▶ [DOCUMENT]:
════

Yes, red oak saturated with oil stain will ozze. It's really bad to do that if exposed to the sun before it dries.


----------



## cabinetman (Jul 5, 2007)

Steve Neul said:


> Yes, red oak saturated with oil stain will ozze. It's really bad to do that if exposed to the sun before it dries.


So, just making sure I got it right, first saturate oak with stain, and then position it in direct sunlight?









 







.


----------



## Steve Neul (Sep 2, 2011)

cabinetman said:


> So, just making sure I got it right, first saturate oak with stain, and then position it in direct sunlight?
> 
> 
> 
> ...

════

▶ [Bounding-box annotations for photos]:
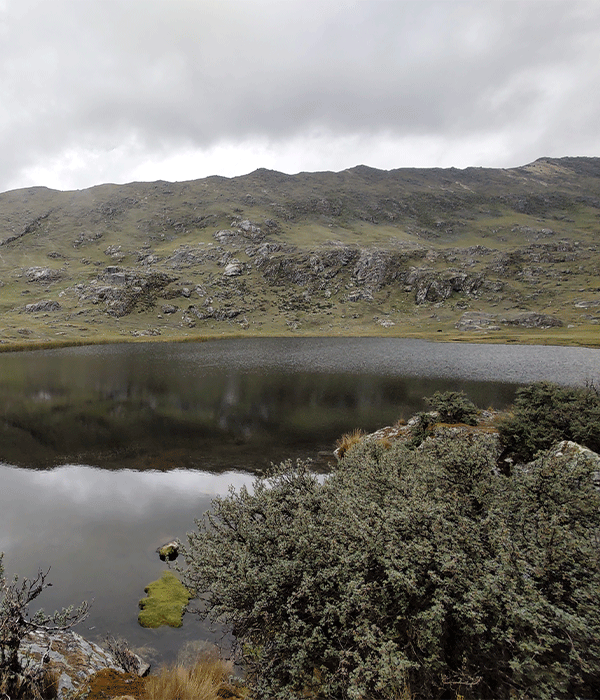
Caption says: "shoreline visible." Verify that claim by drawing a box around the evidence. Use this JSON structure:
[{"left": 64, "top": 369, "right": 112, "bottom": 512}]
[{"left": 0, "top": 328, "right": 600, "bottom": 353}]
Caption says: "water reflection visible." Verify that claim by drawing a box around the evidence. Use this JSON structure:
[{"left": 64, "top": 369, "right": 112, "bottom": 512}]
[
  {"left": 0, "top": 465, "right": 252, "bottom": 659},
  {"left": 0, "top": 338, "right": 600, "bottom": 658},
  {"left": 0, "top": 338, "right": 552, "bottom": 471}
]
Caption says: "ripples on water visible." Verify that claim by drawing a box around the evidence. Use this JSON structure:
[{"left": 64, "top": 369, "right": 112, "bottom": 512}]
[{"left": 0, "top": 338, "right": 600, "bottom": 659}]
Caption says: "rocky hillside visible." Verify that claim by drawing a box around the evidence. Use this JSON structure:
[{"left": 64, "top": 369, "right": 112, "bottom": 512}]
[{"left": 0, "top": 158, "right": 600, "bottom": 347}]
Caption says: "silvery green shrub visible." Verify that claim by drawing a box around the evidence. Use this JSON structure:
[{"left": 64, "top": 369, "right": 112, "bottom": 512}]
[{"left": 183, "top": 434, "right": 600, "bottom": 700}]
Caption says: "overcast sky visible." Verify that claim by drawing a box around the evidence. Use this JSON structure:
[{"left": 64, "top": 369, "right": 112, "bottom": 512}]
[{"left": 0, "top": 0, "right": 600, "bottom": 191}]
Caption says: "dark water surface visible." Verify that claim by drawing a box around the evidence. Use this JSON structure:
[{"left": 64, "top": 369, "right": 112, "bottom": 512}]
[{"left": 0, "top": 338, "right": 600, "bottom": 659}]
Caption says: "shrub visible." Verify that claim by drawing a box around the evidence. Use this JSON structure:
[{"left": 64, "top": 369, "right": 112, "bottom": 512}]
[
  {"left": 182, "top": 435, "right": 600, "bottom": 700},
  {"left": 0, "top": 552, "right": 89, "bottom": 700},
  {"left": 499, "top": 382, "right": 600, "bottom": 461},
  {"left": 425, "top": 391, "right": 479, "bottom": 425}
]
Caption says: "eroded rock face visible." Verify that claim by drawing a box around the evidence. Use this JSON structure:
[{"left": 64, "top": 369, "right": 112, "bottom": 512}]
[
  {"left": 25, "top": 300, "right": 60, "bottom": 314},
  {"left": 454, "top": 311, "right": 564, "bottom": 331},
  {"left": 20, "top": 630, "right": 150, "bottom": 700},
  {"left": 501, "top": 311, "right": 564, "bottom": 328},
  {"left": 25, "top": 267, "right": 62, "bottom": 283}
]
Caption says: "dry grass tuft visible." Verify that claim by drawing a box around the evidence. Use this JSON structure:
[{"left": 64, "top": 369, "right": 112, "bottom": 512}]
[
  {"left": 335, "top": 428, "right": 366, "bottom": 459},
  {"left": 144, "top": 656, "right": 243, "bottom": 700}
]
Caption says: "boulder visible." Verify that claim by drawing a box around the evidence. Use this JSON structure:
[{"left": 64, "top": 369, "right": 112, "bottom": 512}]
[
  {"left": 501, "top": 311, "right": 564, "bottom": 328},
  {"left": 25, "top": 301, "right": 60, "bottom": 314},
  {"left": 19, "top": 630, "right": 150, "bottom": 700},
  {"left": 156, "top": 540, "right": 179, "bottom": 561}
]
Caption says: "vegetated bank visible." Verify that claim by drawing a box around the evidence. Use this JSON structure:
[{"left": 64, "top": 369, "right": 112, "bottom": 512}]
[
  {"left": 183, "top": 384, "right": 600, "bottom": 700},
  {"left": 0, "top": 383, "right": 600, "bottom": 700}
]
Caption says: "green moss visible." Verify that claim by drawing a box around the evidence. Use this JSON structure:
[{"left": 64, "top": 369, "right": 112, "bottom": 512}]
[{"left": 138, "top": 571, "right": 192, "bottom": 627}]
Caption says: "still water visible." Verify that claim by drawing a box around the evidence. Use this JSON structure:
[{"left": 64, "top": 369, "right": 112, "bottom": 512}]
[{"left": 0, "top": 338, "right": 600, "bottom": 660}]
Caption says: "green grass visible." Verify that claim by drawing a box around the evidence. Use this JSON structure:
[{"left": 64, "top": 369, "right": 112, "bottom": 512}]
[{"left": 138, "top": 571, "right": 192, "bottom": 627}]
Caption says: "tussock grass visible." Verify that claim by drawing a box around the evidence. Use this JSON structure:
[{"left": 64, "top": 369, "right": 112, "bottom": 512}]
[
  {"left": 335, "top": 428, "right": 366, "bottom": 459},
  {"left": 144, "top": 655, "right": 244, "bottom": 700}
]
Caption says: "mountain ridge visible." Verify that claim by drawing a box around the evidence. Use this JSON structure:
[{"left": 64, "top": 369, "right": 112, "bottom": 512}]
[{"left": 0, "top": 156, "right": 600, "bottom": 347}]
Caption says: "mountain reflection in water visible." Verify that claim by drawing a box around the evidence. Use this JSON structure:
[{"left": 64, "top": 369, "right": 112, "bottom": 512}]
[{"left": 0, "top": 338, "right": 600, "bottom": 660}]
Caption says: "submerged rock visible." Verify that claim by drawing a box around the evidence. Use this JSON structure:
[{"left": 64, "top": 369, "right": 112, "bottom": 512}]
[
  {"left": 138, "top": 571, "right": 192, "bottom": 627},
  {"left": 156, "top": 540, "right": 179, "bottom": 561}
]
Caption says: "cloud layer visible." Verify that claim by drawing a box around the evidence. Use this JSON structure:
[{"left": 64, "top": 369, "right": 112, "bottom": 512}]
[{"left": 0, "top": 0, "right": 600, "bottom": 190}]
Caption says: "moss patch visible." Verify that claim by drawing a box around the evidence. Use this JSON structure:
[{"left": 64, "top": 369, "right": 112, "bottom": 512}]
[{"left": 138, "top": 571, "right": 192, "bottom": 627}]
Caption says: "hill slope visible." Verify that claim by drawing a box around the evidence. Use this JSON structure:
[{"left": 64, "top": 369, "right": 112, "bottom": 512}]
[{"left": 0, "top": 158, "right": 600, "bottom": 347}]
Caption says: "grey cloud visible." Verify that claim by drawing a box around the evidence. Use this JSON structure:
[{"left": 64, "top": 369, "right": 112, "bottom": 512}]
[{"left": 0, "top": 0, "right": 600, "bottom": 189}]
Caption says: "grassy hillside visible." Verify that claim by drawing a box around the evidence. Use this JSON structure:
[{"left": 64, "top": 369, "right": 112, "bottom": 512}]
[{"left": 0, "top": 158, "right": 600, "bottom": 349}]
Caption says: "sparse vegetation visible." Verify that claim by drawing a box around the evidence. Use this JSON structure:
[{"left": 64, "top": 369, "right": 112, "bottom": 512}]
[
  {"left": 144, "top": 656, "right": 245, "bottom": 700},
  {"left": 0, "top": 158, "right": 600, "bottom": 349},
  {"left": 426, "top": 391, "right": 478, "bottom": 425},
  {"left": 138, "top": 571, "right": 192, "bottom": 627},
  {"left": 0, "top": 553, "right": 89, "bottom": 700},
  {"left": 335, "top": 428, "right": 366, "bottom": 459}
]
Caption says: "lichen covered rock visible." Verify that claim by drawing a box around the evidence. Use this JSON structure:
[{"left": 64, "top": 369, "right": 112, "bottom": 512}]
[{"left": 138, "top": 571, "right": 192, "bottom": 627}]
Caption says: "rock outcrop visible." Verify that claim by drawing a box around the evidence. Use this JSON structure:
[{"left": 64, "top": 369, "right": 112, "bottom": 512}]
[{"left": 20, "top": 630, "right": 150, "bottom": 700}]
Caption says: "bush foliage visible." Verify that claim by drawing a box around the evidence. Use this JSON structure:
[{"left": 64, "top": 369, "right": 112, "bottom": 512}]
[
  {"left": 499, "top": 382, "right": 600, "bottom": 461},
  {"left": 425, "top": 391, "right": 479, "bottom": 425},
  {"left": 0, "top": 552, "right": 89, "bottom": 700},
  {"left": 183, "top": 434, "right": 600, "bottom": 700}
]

════

▶ [DESCRIPTION OF THE TASK]: Extend the forum thread about oil stain oozing from red oak, picking up from the point at which it stops. The lines are not required for this work.

▶ [RESPONSE TO THIS EXERCISE]:
I'm not suggesting that as a procedure. I'm saying if a person over-wet the wood with stain, wiped it off and set it in the sun to dry it would ooze stain out of the grain, especially oak. The shop I once had, had a lot of windows and from time to time an employee would stain a piece of furniture and leave it sitting near a window. Then as the day progressed the furniture would be in the direct sun and make spots all over it as though someone dripped stain with a eyedropper all over it. If not caught in time the furniture would have to be stripped again. Most of the time it could just be cleaned off with mineral spirits and sometimes lacquer thinner. I imagine the heat from the sun builds up air pressure in the grain and just pushed the excess stain out.


----------



## Bill White 2 (Jun 23, 2012)

Congratulations on finding the benefits of a MW product on oak.
Dye or Trans Tint are my colorants of choice when working with oak.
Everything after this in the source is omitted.